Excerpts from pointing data
◇ ◇ ◇ ◇

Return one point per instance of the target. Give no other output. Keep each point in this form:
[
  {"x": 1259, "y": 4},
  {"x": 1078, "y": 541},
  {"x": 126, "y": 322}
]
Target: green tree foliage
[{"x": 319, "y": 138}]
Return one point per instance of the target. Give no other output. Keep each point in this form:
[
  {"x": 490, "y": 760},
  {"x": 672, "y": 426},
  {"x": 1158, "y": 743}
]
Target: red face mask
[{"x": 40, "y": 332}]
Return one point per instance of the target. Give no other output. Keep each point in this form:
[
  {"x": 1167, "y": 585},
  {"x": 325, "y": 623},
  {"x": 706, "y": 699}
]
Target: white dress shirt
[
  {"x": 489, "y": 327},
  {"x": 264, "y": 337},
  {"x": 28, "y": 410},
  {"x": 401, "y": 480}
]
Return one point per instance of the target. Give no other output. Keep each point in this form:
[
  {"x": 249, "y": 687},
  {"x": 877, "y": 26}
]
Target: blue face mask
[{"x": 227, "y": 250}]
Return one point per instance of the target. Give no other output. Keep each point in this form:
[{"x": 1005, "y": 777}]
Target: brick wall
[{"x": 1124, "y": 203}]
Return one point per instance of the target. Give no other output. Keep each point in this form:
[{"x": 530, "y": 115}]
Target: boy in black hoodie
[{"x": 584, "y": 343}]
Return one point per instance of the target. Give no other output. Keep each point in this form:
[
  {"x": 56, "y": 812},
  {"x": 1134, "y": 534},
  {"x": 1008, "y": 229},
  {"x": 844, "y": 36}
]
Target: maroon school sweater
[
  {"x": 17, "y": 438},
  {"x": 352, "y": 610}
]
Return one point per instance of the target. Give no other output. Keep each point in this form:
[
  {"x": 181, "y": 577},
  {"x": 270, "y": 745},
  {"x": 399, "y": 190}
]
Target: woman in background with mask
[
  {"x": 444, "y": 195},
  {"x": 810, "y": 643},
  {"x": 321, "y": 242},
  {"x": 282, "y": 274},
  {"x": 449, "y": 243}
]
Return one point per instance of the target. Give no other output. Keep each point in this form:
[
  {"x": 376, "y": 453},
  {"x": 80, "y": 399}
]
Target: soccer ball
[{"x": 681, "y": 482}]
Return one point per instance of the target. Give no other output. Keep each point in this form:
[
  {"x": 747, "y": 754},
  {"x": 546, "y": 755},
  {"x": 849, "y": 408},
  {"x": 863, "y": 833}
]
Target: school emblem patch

◇ ◇ ◇ ◇

### TO DO
Find every line in the listing above that contains the word "school", and copy each of those lines in full.

### ANSWER FOR THIS EXERCISE
Target: maroon school sweater
Target: school emblem patch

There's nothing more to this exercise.